§ **本文抜粋**

_ _ _

流されまいと足を踏ん張っているような気持だった。
自分なりに計画を立てて少しずつ買い揃えようと思っている。
お財布は寂しいがなんとかなるだろう。
心まで貧しくなってしまったら新年に申し訳ない。
風もなく穏やかな冬晴れ。ずっとこんな日が続けば良いのにと思う。
大雪で大変な暮らしを強いられている人達に申し訳ないけれど。
与えられた土地ごとに与えられた試練があるのだろう。
耐え忍ぶことも大切なことなのかもしれないと思った。
午前中に川仕事へ。最終日にやっと手伝うことが出来た。
海苔網を見ておどろく。それは昨年よりも悪い状態であった。
それでも見捨てる訳にはいかない。いのちを守るような気持である。
一枚ずつ漁場に張りながら「頑張れ頑張れ」と声を掛けていた。
足元に魚がすいすいと泳いでいる。なんと可愛らしいこと。
チヌに見えたが黄ビレだったのかもしれない。
魚網を持っていたら簡単に捕まえられそうだったけれど
「これが意外とすばしっこい奴でな」と夫が笑っていた。
自然の真っ只中での作業も感慨深いものがある。
二人で頑張った甲斐があり一時間半程ですべての網を張り終える。
海苔が育つかどうか分からないけれど心地よい達成感があった。
川仕事で身体を動かしたのが良かったのか「やる気」が出て来る。
みずぼらしい玄関先をなんとかしようとホームセンターへ向かった。
葉牡丹とスノーボール、ガザニアを買い求める。
葉牡丹6本を寄せ植えにしてみた。なんと素晴らしいことでしょう。
しばしうっとりと眺めながら私もなかなかやるなと思った。
新年は玄関からやって来る?そんなわけはないけれど
少しでも新年を迎える準備が出来て清々しい気持ちになった。
家の中は「ざりんこ状態」て手の付けようがない。
特に床の間のある部屋は娘達の物置と化している。
そうだ玄関に鏡餅を供えよう。これも素晴らしいひらめきである。
とにかく出来ることから始めよう。最低限でも新年はやって来る。

_ _ _

§ **利用可能なデータ**
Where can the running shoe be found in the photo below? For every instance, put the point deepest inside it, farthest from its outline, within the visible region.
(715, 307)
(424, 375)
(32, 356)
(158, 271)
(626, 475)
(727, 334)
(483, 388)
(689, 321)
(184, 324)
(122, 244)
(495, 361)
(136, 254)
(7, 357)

_ _ _

§ **作業指示**
本文抜粋によると、ホームセンターで買い求めたものは何ですか。 記録は本文抜粋の内容とは関係がありません。

§ **解答**
葉牡丹とスノーボール、ガザニアです。